*WHAT THE TASK REQUIRES*: Copy out the records below with "Search target" swapped for "Query" wherever it occurs. Leave every other part unchanged.

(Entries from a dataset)
───

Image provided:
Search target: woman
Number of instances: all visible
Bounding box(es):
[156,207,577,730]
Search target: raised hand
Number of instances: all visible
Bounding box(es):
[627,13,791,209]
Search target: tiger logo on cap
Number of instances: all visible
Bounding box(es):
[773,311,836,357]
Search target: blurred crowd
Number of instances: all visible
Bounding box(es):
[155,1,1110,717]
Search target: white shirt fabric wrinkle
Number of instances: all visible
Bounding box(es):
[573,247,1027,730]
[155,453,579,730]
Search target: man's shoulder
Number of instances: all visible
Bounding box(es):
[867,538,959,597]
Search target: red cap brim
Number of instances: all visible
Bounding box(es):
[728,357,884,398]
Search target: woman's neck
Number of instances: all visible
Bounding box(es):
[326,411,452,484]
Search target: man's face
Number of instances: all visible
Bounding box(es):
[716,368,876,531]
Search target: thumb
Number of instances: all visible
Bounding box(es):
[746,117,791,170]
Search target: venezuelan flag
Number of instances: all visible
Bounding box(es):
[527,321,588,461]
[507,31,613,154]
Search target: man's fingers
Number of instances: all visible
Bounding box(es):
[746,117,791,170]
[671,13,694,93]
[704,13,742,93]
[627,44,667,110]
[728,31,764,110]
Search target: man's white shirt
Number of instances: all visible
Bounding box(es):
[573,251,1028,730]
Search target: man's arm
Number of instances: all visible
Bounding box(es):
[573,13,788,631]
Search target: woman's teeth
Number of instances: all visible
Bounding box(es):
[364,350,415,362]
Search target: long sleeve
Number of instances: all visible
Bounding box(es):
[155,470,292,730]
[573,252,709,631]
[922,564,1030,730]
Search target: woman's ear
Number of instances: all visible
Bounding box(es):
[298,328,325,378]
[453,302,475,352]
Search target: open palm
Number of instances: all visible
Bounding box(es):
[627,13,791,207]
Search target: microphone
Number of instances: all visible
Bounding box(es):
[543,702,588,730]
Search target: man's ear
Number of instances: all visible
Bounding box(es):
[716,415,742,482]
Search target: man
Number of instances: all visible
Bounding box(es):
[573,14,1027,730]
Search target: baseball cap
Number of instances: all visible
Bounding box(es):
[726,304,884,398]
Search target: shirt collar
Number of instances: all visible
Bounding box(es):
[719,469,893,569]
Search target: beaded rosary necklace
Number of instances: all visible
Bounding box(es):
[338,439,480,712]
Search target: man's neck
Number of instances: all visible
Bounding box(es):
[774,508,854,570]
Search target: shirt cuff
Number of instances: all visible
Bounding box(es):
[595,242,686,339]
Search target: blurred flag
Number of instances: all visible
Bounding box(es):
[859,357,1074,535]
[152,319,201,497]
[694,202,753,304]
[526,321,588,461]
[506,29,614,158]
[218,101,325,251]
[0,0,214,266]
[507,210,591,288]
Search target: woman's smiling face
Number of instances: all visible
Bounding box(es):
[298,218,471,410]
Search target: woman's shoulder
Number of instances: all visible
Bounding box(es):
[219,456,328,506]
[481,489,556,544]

───

*THE SOLUTION*:
Image provided:
Query: woman
Number of instances: all visible
Bounding box(es):
[156,207,577,730]
Query: raised hand
Number of instances: all visible
Bounding box(es):
[627,13,791,209]
Query: tiger logo on cap
Number of instances: all visible
Bounding box(es):
[773,311,836,357]
Query: blurred crowd
Number of instances: all visible
Bounding box(es):
[155,1,1110,717]
Query: white shirt fabric wrinkle
Number of instances: all visible
Bounding box(es):
[573,247,1027,730]
[155,453,579,730]
Query: man's shoulder
Number of instances: all visible
Bounding box(es):
[867,538,959,597]
Query: red cap brim
Number of instances: all visible
Bounding box(es):
[728,357,884,398]
Query: woman's neck
Number of instances: all visible
Bounding box(es):
[326,411,452,484]
Query: man's face
Number of instances: all visible
Bounding box(es):
[716,368,876,531]
Query: thumb
Number of instances: all visible
Bounding box(es):
[746,117,791,170]
Query: venezuelan flag
Number of instances: all visible
Bounding box(es):
[527,321,588,461]
[507,31,613,154]
Query: man's fingers
Number of instances: all visible
Bounding box(es):
[746,117,791,170]
[671,13,694,93]
[704,13,742,93]
[627,44,667,110]
[728,31,764,110]
Query: man's white shirt
Number of instances: all visible
Bounding box(es):
[573,251,1028,730]
Query: man's arm
Number of instances: all visible
Bounding box(es):
[573,13,788,631]
Query: woman's teeth
Number of instances: all visible
Bounding box(es):
[364,350,415,362]
Query: long sleeve
Number of instances: all visible
Bounding box(es):
[155,470,292,730]
[573,252,709,631]
[922,564,1030,730]
Query: woman's ear
Number of instances: all visible
Bounding box(es):
[298,328,325,378]
[453,302,475,352]
Query: open palm
Number of instances: all visible
Bounding box(es):
[627,13,791,207]
Query: microphone
Number of instances: all visible
Bounding box(es):
[543,702,588,730]
Query: man's ear
Number of instances: all visible
Bounding box(es):
[716,415,742,482]
Query: man
Number of instances: all visible
Bounding box(es):
[573,14,1027,730]
Query: baseball cap
Number of instances: all visible
Bounding box(es):
[726,304,884,398]
Query: shirt collar
Number of instances: all visible
Bounding box(es):
[719,469,893,569]
Query: beaded rosary necklace
Number of instances: all visible
Bounding box(es):
[338,439,480,712]
Query: man's neck
Number of instances: all visible
Bounding box(es):
[774,508,854,570]
Query: shirt cuff
Number of instances: all visible
Bounding box(es):
[595,242,686,339]
Query: blurred flag
Number of instances: all visible
Bounding box(es):
[859,357,1074,535]
[152,319,201,497]
[694,202,753,304]
[526,321,588,461]
[506,29,614,158]
[218,101,325,251]
[0,0,214,266]
[507,210,591,288]
Query: woman's smiling face
Number of instances: all visible
Bounding box(es):
[298,218,471,410]
Query: woman's shoulder
Number of instances: all visible
Bounding box(es):
[219,456,328,506]
[481,489,556,544]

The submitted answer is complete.